▶ _Work task_: Each record must be repeated exactly. None may be dropped.
========================================
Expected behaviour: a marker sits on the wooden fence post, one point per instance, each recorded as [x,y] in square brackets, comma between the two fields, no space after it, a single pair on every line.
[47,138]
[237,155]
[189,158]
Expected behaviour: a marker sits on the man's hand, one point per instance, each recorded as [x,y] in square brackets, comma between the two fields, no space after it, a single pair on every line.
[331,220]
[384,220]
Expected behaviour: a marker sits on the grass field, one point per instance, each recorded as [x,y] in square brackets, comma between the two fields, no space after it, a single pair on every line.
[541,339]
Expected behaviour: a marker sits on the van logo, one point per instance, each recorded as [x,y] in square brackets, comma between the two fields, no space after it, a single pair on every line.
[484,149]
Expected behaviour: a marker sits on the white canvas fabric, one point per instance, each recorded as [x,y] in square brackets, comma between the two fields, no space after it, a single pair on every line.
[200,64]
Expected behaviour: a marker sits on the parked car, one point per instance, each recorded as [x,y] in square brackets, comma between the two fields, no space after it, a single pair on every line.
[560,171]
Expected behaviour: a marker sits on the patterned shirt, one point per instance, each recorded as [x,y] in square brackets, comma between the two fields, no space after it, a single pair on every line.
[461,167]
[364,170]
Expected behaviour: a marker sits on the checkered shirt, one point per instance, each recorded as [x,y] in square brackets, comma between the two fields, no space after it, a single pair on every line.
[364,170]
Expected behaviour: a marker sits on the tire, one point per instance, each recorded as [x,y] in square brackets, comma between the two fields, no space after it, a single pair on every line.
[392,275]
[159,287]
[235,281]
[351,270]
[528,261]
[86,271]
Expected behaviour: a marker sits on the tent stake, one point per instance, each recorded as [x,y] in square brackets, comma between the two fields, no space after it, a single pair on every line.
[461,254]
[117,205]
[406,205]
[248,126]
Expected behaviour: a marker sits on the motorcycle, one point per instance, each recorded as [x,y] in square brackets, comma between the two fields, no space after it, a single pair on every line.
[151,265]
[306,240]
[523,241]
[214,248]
========================================
▶ _Written reply_:
Expected behaviour: a marker sits on the wooden fence post, one point per instance, each recorded as [x,y] in square brackets, comma between the two fields, no space after it, a single pair on every line.
[47,138]
[237,155]
[189,158]
Expected behaviour: a marker sits on the man's hand, one point per instance, each recorded as [x,y] in square brackets, comma between the two fields, no space after it, a single pair on every line.
[331,220]
[384,220]
Expected behaviour: a marker sits on the grass field, one point per instance, each recorded as [x,y] in square brackets, comma between the two fields, no space after it, a single pair on every line.
[541,339]
Expected behaviour: a marker sits on the van logo, one point per instance, each recorded as [x,y] in square brackets, comma between the two fields, no space after it, a single pair on every line.
[484,149]
Expected behaviour: a marker sits on the white canvas fabric, one point per instance, each recorded as [x,y] in square brackets, comma between the two fields, no space after it, a single pair on every line.
[200,64]
Expected behaviour: a marker sits on the parked car, one point per instance, each recorded as [x,y] in square brackets, comma between the two fields, no space after it, a single pair on every line.
[560,171]
Expected behaviour: a marker sits on the patterned shirt, one point per instance, each recorded as [x,y] in square brackets, comma between the two fields, no space after it, a single pair on every line.
[461,167]
[364,170]
Expected behaviour: a marker sits on the checkered shirt, one point per instance, each recorded as [x,y] in square brackets, comma between the two fields, no space after it, a single pair on every line.
[364,170]
Expected behaviour: a marker sits on the tire, one point per instance, each recorded as [x,y] in square brackets, comma between the two fields, no space after it, a single pair on every line.
[392,275]
[159,287]
[235,281]
[351,270]
[528,261]
[86,271]
Expected behaviour: a marker sits on the tent stake, one point per instance, each recorded as [x,y] in square brackets, comma between the two fields, no space after it, a single pair on every line.
[461,254]
[117,205]
[406,205]
[248,126]
Expected behaviour: a marker sits on the motorcycle, one point per instance, each recorded as [x,y] in square brackets, comma between the two fields, no space after it, a single pair on every line.
[151,265]
[306,240]
[523,241]
[214,248]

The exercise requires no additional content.